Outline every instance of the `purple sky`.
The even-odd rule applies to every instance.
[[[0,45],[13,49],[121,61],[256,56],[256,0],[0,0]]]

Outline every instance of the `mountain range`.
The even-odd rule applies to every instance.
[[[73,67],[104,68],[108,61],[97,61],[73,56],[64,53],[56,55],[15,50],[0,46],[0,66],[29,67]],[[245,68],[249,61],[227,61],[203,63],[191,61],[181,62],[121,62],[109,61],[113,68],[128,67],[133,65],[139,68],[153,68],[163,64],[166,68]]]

---

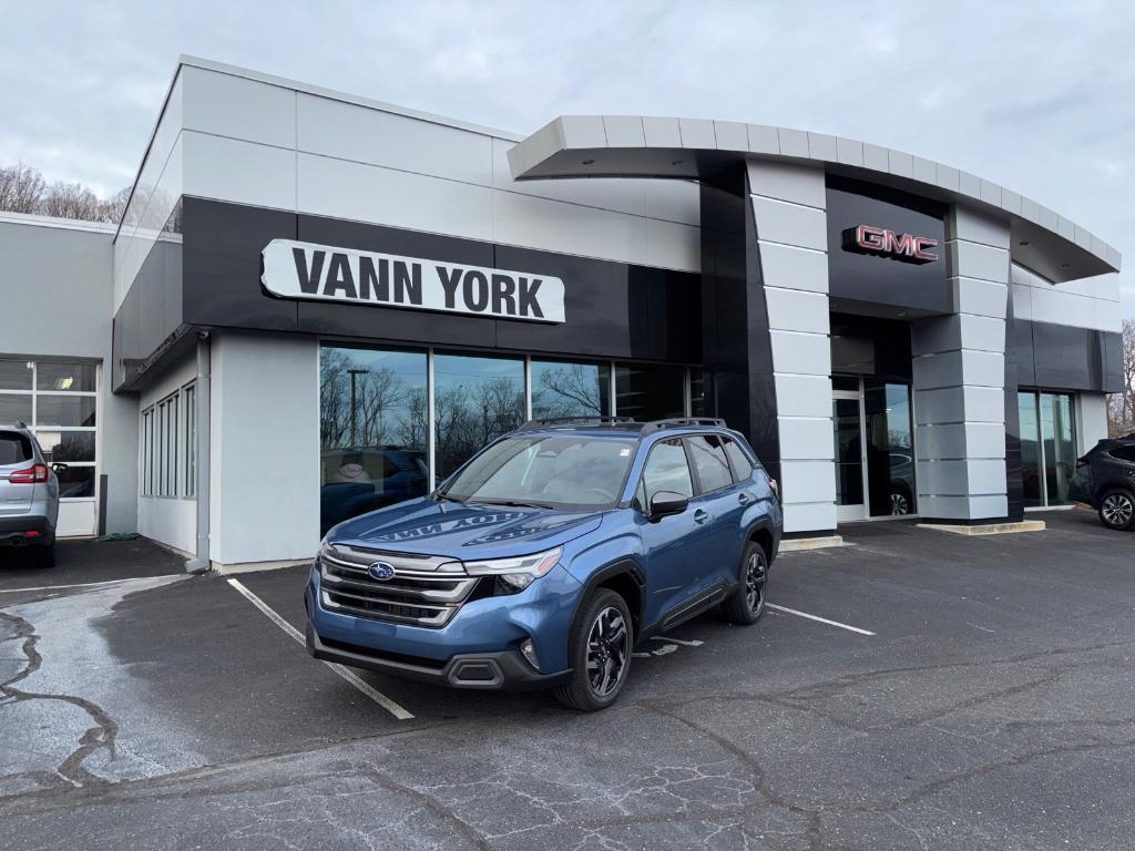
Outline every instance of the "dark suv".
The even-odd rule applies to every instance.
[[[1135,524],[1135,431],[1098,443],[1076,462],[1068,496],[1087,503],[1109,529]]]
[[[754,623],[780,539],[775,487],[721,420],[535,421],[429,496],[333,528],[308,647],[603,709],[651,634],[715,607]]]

[Task directions] Return every row above that contains the word "Outline", matching case exactly.

[Written response]
Outline every instance of the `purple sky`.
Outline every instance of the `mountain range`.
Outline every instance of the "dark suv".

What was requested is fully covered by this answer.